**YOUR INSTRUCTIONS:** Copy the material from the line containing "Where can you find the shirt" through the end of the material, swapping "curly" for "wavy" and leaving everything else unchanged.

--- start RECORDS PROVIDED ---

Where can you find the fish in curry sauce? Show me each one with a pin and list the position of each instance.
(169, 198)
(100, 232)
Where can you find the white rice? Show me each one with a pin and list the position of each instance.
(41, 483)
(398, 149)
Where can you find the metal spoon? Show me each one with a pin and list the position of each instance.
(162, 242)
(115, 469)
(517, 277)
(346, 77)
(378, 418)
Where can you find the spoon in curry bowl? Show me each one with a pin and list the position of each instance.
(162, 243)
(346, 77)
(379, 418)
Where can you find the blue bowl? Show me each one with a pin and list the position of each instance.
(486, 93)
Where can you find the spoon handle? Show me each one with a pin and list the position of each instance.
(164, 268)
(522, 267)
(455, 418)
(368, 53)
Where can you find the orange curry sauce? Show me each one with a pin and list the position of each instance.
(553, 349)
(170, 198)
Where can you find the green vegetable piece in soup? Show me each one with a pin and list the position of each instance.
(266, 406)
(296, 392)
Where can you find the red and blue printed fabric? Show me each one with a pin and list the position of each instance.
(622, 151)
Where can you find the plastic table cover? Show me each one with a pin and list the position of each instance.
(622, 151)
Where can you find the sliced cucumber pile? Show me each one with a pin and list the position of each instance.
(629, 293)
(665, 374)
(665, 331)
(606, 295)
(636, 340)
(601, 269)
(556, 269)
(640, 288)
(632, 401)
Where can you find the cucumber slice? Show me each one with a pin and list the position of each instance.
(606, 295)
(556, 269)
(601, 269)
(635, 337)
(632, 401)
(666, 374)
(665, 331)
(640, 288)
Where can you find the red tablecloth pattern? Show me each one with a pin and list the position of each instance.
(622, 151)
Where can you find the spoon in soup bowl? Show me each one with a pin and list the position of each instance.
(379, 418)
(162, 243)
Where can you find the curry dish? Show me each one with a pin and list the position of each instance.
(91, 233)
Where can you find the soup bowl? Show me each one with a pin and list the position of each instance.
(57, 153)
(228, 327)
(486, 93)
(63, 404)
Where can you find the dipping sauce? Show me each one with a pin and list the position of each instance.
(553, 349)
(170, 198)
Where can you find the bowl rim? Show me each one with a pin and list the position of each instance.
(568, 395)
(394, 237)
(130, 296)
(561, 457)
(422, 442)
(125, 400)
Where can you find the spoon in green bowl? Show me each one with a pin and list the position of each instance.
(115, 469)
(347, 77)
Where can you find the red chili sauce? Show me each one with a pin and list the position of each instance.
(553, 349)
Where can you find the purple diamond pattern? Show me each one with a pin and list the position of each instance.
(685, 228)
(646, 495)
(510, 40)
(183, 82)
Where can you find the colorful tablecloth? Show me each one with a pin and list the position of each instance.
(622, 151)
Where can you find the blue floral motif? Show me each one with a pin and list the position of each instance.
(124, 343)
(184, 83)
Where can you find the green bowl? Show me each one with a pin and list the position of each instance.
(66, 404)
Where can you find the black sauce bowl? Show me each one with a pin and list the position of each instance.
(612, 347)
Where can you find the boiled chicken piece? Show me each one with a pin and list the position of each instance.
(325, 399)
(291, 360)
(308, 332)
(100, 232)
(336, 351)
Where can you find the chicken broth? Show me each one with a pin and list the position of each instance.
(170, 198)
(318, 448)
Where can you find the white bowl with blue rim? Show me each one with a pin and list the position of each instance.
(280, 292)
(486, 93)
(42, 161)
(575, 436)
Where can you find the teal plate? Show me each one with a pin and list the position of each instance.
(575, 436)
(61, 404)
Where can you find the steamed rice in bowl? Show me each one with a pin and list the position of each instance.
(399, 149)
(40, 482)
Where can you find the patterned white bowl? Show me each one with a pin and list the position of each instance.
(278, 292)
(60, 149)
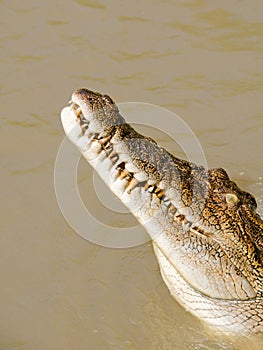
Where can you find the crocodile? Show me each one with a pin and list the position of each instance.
(206, 232)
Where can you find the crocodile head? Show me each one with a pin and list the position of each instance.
(207, 234)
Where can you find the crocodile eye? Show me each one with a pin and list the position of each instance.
(231, 199)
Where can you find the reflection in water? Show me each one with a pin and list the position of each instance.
(199, 59)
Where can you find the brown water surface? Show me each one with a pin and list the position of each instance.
(201, 59)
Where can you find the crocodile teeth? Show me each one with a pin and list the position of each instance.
(131, 168)
(140, 176)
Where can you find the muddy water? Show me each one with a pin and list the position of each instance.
(200, 59)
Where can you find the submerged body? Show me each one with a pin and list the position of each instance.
(206, 233)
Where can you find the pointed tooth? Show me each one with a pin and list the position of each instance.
(131, 168)
(124, 173)
(133, 183)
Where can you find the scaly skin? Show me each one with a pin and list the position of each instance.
(206, 233)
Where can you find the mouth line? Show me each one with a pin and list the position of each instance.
(107, 147)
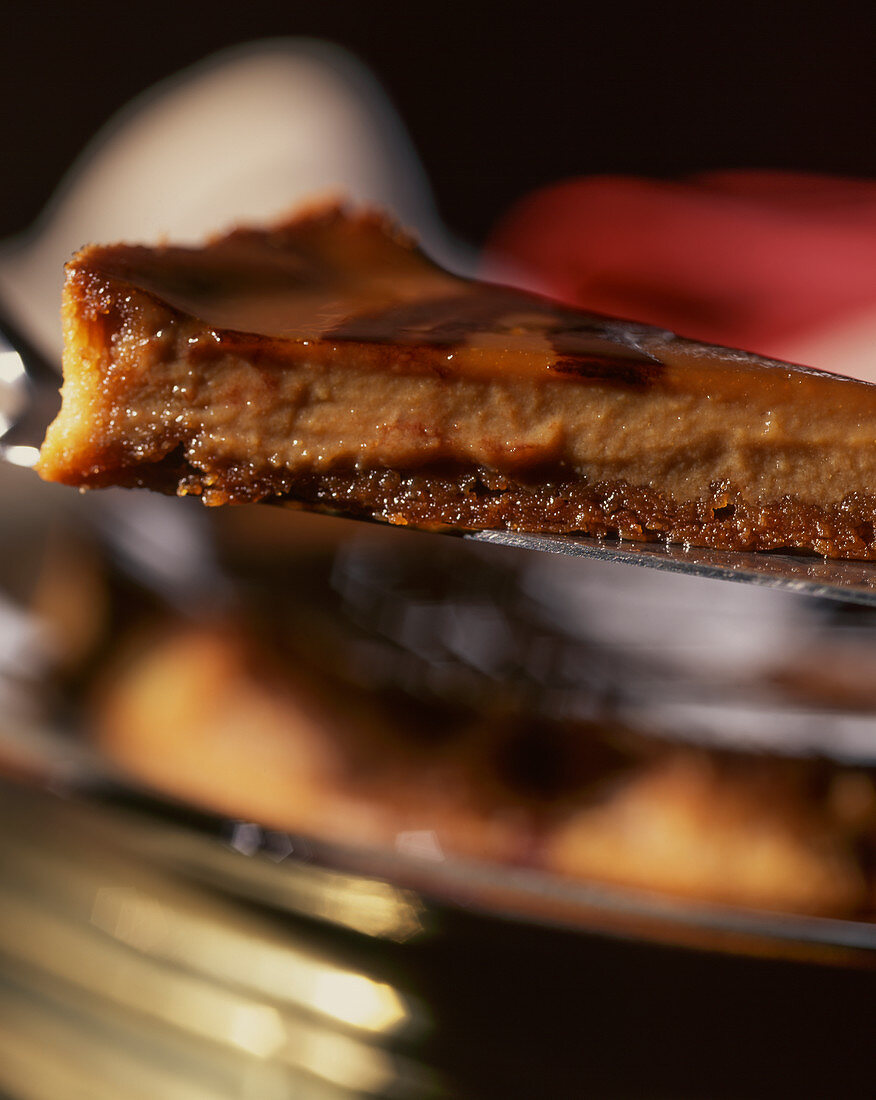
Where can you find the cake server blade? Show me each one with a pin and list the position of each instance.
(805, 574)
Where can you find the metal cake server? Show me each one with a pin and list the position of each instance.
(29, 398)
(171, 554)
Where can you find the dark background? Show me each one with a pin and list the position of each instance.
(496, 102)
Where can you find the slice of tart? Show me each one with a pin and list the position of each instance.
(326, 361)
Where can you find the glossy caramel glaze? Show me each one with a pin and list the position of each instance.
(326, 358)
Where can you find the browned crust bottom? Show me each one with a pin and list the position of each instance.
(483, 499)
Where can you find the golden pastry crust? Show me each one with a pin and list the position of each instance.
(327, 362)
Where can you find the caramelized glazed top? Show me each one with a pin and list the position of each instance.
(334, 278)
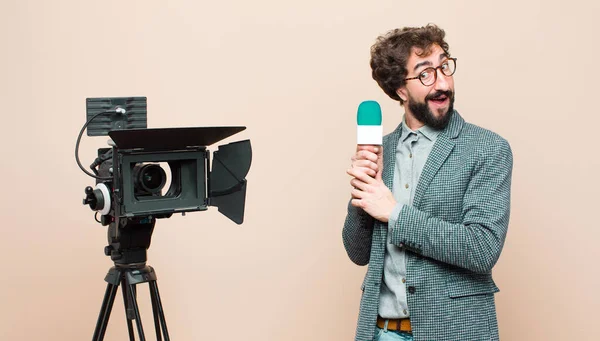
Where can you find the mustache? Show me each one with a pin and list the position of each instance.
(437, 94)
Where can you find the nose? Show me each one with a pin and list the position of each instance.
(441, 82)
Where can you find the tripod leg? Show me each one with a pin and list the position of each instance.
(155, 313)
(138, 319)
(128, 309)
(107, 303)
(158, 309)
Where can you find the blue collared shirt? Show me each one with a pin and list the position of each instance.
(412, 152)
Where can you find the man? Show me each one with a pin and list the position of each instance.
(430, 208)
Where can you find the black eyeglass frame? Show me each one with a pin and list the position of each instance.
(434, 72)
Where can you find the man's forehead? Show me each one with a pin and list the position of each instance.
(417, 54)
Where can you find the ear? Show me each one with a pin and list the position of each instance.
(402, 93)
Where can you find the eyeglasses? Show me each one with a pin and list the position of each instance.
(428, 76)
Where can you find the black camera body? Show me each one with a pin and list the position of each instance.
(149, 174)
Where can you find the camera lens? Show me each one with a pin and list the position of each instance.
(149, 178)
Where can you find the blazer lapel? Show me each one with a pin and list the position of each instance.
(439, 153)
(389, 157)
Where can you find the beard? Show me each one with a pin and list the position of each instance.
(422, 112)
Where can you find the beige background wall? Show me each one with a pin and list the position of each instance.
(293, 72)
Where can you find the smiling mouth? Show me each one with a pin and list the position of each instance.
(440, 99)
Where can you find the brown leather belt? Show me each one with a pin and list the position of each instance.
(401, 325)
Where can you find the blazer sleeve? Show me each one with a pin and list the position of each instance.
(475, 243)
(357, 235)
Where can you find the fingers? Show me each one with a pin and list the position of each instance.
(370, 148)
(361, 175)
(365, 155)
(356, 203)
(359, 185)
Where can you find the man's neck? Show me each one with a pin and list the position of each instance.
(411, 121)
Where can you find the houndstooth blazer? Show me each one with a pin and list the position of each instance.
(453, 234)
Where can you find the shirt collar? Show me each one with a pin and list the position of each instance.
(430, 133)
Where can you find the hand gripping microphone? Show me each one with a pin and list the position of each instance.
(369, 130)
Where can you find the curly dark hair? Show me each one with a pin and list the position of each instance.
(391, 51)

--- end RECORDS PROVIDED ---

**EXERCISE RESPONSE:**
Where can you find the shirt collar? Show me each one with a pin and list the position of each instance.
(430, 133)
Where can you find the hand gripping microphone? Show me each one with a pin and list the position of each instance.
(369, 130)
Where can you find the wavy dark hair? Show me each one with a pin and list the position of each instance.
(391, 51)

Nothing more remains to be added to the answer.